Jaguar attacks on humans are rare nowadays. In the past, they were more frequent, at least after the arrival of Conquistadors in the Americas. The risk to humans would likely increase if the number of capybaras, the jaguar's primary prey, decreased.

Cougars

Due to the expanding human population, cougar ranges increasingly overlap with areas inhabited by humans. Attacks on humans are very rare, as cougar prey recognition is a learned behavior and they do not generally recognize humans as prey. Attacks on people, livestock, and pets may occur when a puma habituates to humans or is in a condition of severe starvation. Attacks are most frequent during late spring and summer, when juvenile cougars leave their mothers and search for new territory. Unlike other big cat man-eaters, cougars do not kill humans as a result of old age or food preference, but in defense of their territory. Such behavior has been documented in hunts by humans, where the cougar is flushed out by dogs which it either outruns or mauls some distance away. Then, the cougar circles around and mauls the hunter in ambush attack.

(Dataset content)
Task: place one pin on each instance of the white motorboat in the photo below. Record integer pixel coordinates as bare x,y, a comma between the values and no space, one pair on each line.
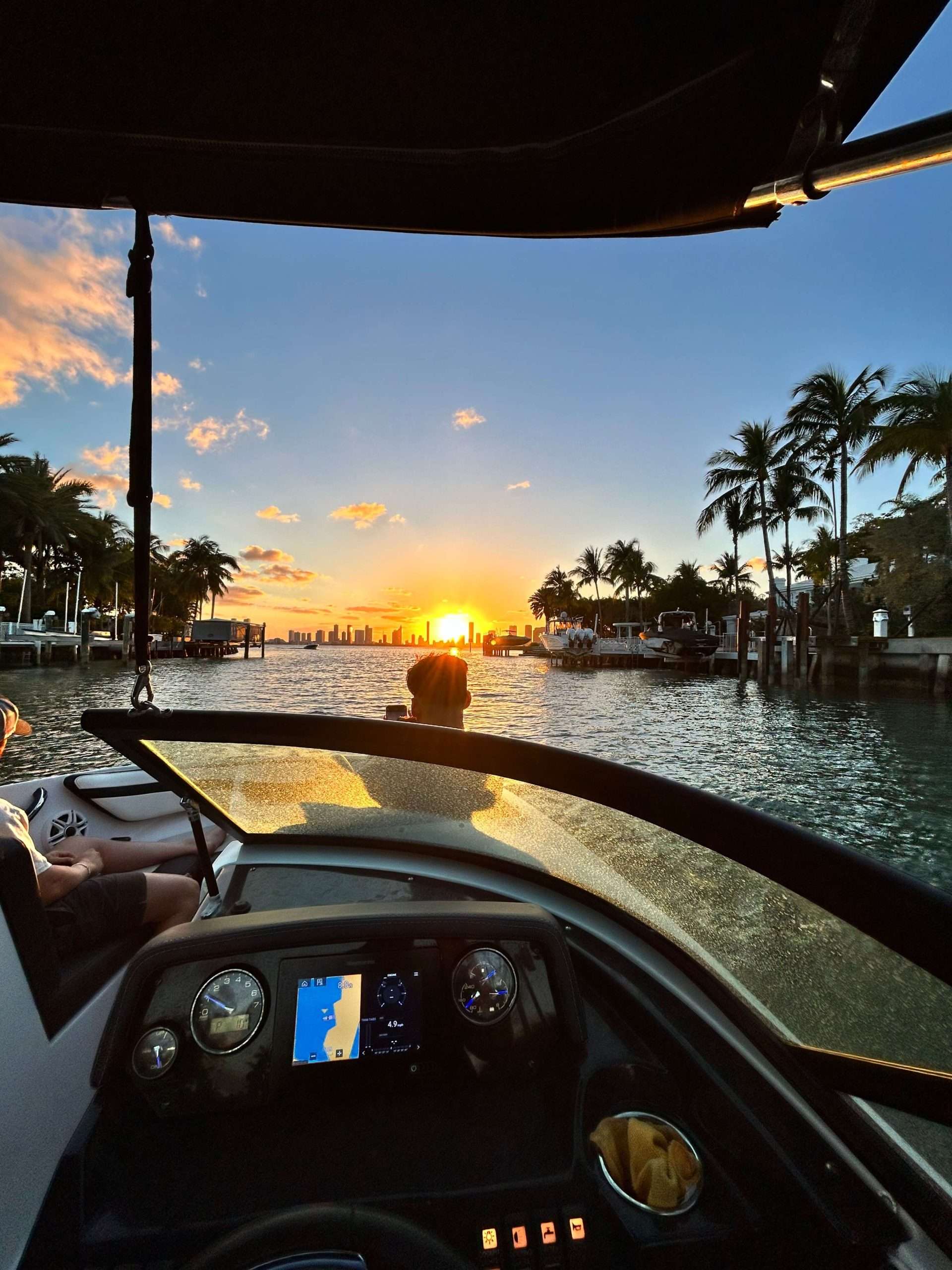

(What you are asked to do)
Pick up the passage above on jaguar and cougar attacks on humans and continue it from its final sentence.

(Response for this exercise)
Primates

The only documented man-eaters among the great apes are humans themselves and chimpanzees. As humans encroach further on chimpanzee habitat, the occurrence of them killing human children has allegedly become more common.

Canids

Wolves

Contrasted to other carnivorous mammals known to attack humans for food, the frequency with which wolves have been recorded to kill people is rather low, indicating that, though potentially dangerous, wolves are among the least threatening for their size and predatory potential, except for the dog which poses lethal hazards for reasons other than predation. In the rare cases in which man-eating wolf attacks occur, the majority of victims are children. Habituation is a known factor contributing to some man-eating wolf attacks which results from living close to human habitations, causing wolves to lose their fear of humans and consequently approach too closely, much like urban coyotes. Habituation can also happen when people intentionally encourage wolves to approach them, usually by offering them food, or unintentionally, when people do not sufficiently intimidate them. This is corroborated by accounts demonstrating that wolves in protected areas are more likely to show boldness toward humans than ones in areas where they are actively hunted.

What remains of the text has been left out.